=== TASK INPUT ===
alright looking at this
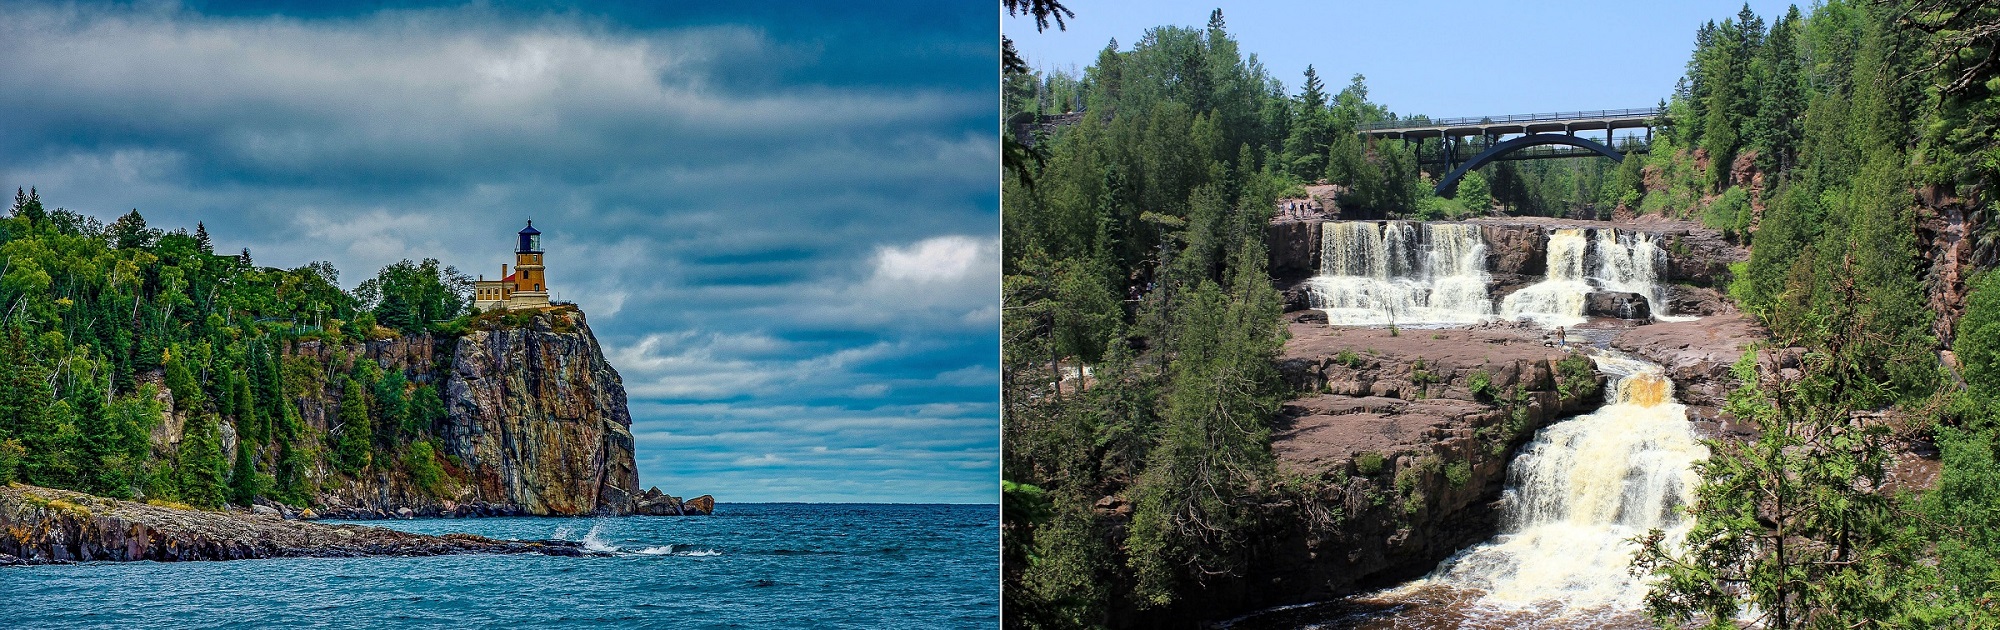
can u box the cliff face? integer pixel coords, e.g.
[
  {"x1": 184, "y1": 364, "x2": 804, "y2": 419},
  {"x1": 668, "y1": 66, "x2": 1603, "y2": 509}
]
[
  {"x1": 145, "y1": 307, "x2": 702, "y2": 518},
  {"x1": 1218, "y1": 322, "x2": 1605, "y2": 611},
  {"x1": 439, "y1": 316, "x2": 640, "y2": 516}
]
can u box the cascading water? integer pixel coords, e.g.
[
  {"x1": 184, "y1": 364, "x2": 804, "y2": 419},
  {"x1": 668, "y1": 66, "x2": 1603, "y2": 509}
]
[
  {"x1": 1316, "y1": 352, "x2": 1708, "y2": 628},
  {"x1": 1308, "y1": 222, "x2": 1492, "y2": 326},
  {"x1": 1422, "y1": 353, "x2": 1705, "y2": 607},
  {"x1": 1498, "y1": 228, "x2": 1592, "y2": 327},
  {"x1": 1594, "y1": 229, "x2": 1697, "y2": 323},
  {"x1": 1499, "y1": 227, "x2": 1687, "y2": 326}
]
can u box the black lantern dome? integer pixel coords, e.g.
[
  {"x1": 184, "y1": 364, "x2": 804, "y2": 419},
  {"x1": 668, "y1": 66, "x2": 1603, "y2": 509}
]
[{"x1": 517, "y1": 220, "x2": 542, "y2": 253}]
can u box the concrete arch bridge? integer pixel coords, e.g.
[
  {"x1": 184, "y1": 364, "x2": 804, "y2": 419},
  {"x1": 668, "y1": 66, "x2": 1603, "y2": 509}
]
[{"x1": 1358, "y1": 108, "x2": 1666, "y2": 196}]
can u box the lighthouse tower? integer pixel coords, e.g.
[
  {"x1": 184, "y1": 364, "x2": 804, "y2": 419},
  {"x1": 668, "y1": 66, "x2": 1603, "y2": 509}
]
[
  {"x1": 509, "y1": 220, "x2": 551, "y2": 309},
  {"x1": 472, "y1": 220, "x2": 553, "y2": 312}
]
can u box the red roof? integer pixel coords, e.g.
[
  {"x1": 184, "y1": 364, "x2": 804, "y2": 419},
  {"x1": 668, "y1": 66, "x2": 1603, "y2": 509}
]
===
- EXERCISE DIRECTIONS: Read the entries above and find each line holding the word "coords". Copy it out.

- SOLUTION FOR THIS EXERCISE:
can u box the cliff face? integer pixel coords, e.g.
can u box the cascading water? integer pixel coords, e.g.
can u box the black lantern dome? integer pixel coords, e.g.
can u box the concrete arch bridge? integer pixel coords, e.g.
can u box the lighthouse tower? integer pixel coords, e.g.
can u box the red roof? integer pixel coords, e.g.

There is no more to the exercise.